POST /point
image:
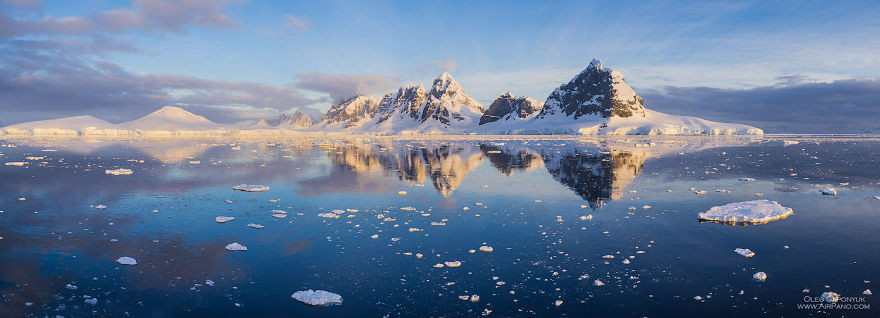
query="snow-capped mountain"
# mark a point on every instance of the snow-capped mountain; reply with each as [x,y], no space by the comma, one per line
[597,101]
[511,107]
[298,120]
[171,118]
[596,91]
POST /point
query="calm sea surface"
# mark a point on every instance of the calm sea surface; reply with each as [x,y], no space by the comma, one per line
[558,214]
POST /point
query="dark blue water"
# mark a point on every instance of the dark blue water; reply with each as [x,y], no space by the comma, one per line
[524,198]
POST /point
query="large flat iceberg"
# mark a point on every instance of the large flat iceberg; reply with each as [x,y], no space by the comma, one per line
[317,297]
[748,212]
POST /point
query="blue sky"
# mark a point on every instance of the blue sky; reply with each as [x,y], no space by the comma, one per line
[271,56]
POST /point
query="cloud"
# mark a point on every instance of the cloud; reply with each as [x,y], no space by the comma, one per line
[293,22]
[447,64]
[45,79]
[340,86]
[841,106]
[148,15]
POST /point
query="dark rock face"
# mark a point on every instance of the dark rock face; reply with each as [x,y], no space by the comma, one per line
[595,91]
[508,106]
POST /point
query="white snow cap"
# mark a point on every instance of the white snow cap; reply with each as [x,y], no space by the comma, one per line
[317,297]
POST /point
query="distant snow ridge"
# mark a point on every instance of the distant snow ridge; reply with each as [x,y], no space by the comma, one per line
[317,297]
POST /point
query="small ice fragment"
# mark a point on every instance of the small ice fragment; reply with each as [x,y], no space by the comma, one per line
[317,297]
[223,219]
[250,188]
[119,172]
[744,252]
[452,264]
[236,247]
[828,191]
[760,276]
[829,297]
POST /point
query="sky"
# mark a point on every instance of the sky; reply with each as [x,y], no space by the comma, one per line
[786,67]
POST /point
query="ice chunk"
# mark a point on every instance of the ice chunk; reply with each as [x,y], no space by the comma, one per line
[828,191]
[748,212]
[317,297]
[119,172]
[223,219]
[251,187]
[829,297]
[125,260]
[760,276]
[744,252]
[236,247]
[452,264]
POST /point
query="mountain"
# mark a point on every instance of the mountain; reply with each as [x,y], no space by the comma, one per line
[171,118]
[77,125]
[299,120]
[348,112]
[597,101]
[511,107]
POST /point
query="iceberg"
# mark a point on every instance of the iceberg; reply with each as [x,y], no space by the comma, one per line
[125,260]
[748,212]
[317,297]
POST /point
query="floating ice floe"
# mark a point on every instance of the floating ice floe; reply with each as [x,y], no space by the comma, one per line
[250,188]
[223,219]
[317,297]
[760,276]
[828,191]
[452,264]
[829,297]
[744,252]
[119,172]
[236,247]
[748,212]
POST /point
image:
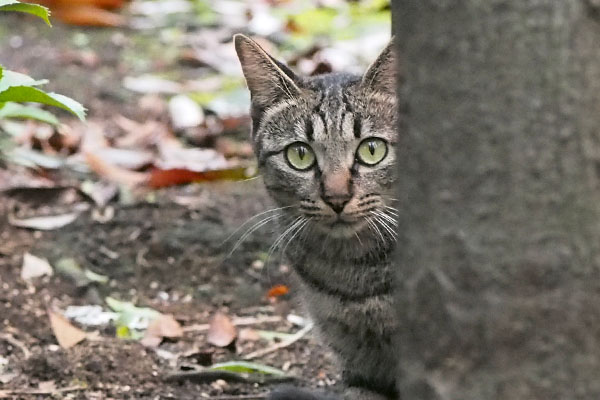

# WHAT YOU ARE ASKED TO DO
How many lines in the items above contain the word "mountain"? Reply with the number alone.

# WRITTEN SOLUTION
4